DOCUMENT PASSAGE →
════════════════
Absolutely amazing Adam! One day 🙂
I love the zebra bottom among the wildebeest and the roller on the wildebeest.

Garth Johnson
October 12, 2018

Wow thank you once again Adam for sharing this whole experience and getting it across so wonderfully. Just makes my Friday each week.

Gillian Evans
October 12, 2018

Fantastic! Privileged to have shared a day with you out in the beautiful Mara Triangle this week. Incredible selection of photos!

Francis Bagbey
October 12, 2018

One of my faves….a zebra mooning you! And why don’t zebras learn not to wade into a “pod,” “herd”, or whatever a group of visible crocs is called? And that picture of a snarling hyena reminds me why I think of them as totally evil!
Thank you for these fantastic pictures!

Craig warwick
October 13, 2018

Wow what amazing photos, I’m very jealous. The great migration is definitely on my list and your story over the last week has made me really want to go and see it. If you do it again let me know and I will jump on a plane ?
════════════════
WORK TO DO →
1. In the blog comments about the safari photos, quote the passage from "Francis Bagbey" to "these fantastic pictures!".
2. Answer these questions from the blog comments about the safari photos:
(a) In which place does one commenter say they shared a day out this week?
(b) Which animal's bottom does the first comment mention among the wildebeest?
(c) What event does the final comment say is definitely on the commenter's list?

[Dataset records about object locations]
════════════════
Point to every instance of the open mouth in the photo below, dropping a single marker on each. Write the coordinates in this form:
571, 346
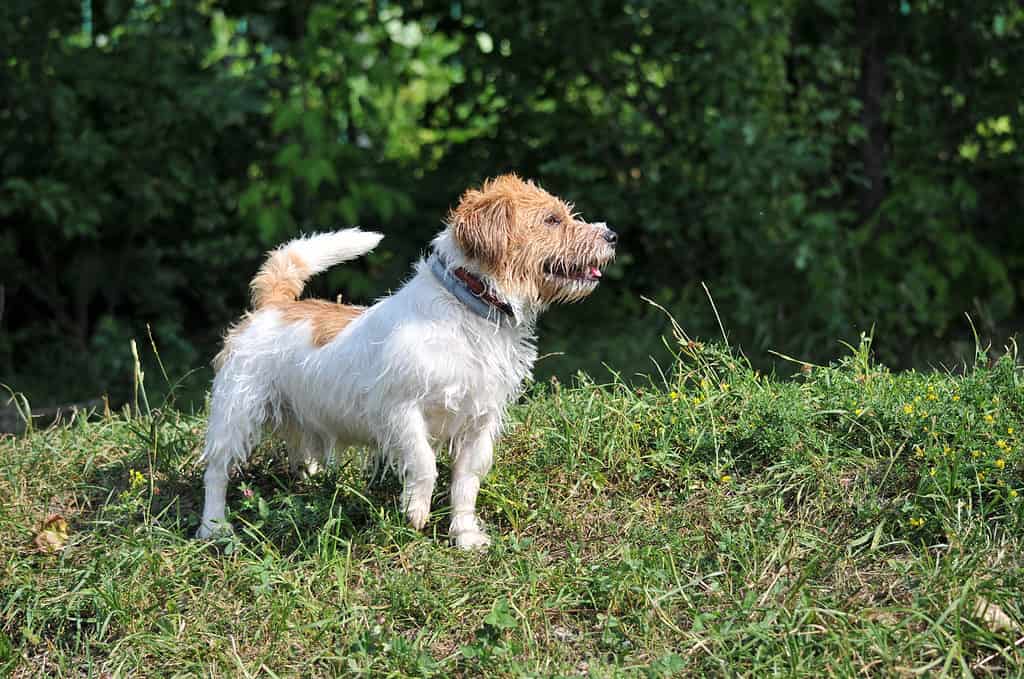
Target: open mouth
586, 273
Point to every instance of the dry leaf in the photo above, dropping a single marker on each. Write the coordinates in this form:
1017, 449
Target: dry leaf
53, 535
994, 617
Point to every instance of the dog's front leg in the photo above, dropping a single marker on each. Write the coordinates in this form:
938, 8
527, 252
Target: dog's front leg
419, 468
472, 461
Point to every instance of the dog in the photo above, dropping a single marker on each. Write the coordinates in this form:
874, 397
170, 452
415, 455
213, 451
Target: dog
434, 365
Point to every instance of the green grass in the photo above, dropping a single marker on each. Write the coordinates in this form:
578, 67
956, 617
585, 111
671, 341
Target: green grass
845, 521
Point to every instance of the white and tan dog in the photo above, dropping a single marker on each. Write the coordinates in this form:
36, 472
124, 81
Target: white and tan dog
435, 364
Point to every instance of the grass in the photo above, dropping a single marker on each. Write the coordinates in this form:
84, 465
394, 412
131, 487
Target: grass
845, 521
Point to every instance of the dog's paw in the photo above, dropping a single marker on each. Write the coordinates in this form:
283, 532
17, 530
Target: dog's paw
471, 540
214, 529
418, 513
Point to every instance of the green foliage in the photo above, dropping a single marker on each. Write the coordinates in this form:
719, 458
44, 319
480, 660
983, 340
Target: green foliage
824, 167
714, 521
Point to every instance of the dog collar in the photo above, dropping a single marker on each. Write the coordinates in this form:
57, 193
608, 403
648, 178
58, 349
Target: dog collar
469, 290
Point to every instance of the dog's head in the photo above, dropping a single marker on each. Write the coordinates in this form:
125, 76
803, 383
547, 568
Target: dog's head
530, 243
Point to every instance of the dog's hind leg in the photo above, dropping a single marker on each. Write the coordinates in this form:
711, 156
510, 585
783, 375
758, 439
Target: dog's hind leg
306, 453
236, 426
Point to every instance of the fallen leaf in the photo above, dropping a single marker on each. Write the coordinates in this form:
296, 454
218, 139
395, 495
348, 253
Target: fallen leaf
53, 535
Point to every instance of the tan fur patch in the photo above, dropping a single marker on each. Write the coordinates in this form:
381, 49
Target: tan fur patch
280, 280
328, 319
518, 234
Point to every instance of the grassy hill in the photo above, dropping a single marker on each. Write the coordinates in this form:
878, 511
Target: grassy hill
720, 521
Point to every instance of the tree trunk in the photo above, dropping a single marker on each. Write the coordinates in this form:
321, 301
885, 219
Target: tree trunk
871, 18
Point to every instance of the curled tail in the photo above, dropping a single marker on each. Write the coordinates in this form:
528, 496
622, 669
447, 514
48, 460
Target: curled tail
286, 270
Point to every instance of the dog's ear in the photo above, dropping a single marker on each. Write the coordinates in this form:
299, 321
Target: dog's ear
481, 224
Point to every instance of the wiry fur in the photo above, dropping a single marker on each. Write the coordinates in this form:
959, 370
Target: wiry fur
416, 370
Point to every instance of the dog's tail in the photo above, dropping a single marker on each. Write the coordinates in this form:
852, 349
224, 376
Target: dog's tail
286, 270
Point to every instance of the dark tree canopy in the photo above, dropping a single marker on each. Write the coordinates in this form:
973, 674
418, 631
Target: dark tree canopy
════════════════
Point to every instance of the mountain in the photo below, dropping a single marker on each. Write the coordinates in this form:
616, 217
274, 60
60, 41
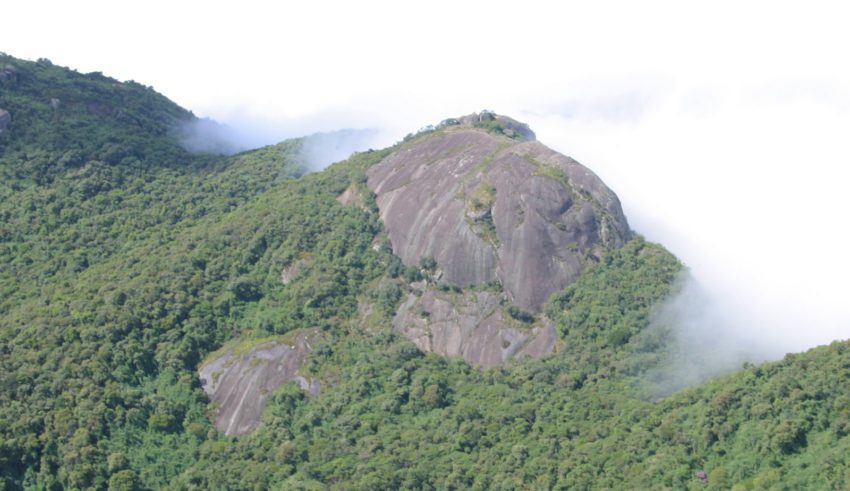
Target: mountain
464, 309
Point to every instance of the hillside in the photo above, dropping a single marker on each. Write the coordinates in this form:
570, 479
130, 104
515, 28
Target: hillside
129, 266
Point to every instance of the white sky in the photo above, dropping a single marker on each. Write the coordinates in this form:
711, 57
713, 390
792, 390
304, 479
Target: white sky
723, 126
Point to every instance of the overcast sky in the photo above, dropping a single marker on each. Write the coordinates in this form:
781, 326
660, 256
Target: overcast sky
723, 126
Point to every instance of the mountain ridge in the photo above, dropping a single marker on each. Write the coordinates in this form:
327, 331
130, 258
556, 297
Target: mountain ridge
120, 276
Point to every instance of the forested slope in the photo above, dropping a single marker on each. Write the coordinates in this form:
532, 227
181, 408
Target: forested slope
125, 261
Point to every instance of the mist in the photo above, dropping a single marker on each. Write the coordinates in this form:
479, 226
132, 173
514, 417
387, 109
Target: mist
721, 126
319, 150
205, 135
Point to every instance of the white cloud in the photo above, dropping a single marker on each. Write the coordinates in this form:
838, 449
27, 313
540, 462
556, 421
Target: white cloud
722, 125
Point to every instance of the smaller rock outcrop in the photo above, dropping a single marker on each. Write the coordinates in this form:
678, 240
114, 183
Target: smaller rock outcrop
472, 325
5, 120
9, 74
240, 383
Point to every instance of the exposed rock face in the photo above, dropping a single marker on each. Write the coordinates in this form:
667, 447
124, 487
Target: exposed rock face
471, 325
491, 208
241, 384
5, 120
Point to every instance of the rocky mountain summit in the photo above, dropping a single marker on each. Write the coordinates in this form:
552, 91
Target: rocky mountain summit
════════════════
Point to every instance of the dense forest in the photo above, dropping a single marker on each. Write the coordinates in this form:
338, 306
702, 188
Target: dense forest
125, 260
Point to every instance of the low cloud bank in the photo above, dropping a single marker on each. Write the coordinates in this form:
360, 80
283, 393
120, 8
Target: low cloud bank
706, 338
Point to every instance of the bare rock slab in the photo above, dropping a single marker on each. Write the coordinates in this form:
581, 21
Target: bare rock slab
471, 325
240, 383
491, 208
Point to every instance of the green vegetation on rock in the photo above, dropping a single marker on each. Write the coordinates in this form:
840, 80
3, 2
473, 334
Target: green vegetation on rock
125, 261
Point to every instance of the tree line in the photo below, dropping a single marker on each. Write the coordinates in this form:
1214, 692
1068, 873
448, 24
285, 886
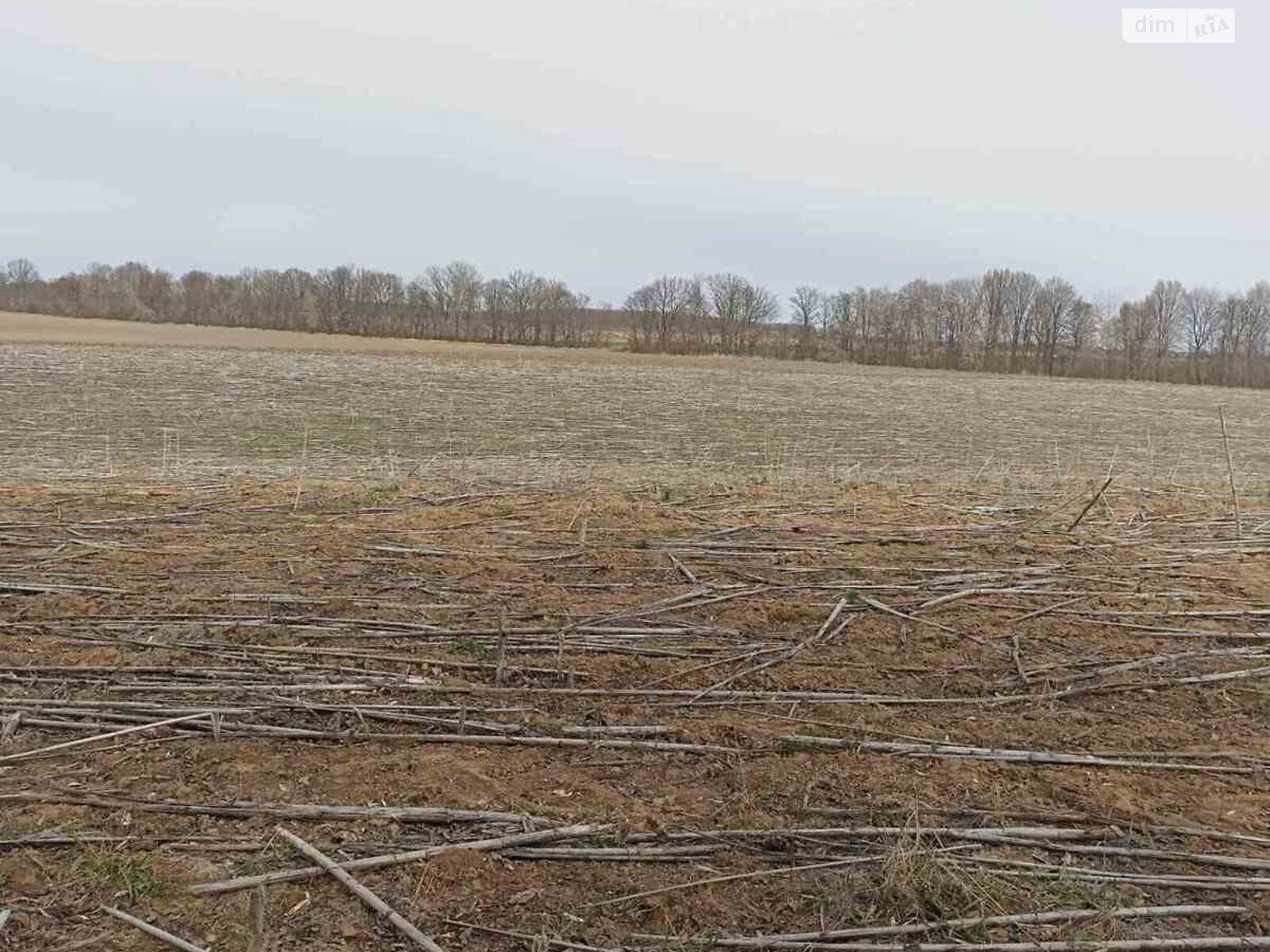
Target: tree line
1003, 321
════════════════
RESPONSES IN ORDER →
1.
Francis Bagbey
October 12, 2018

One of my faves….a zebra mooning you! And why don’t zebras learn not to wade into a “pod,” “herd”, or whatever a group of visible crocs is called? And that picture of a snarling hyena reminds me why I think of them as totally evil!
Thank you for these fantastic pictures!

2.
(a) The Mara Triangle.
(b) The zebra's.
(c) The great migration.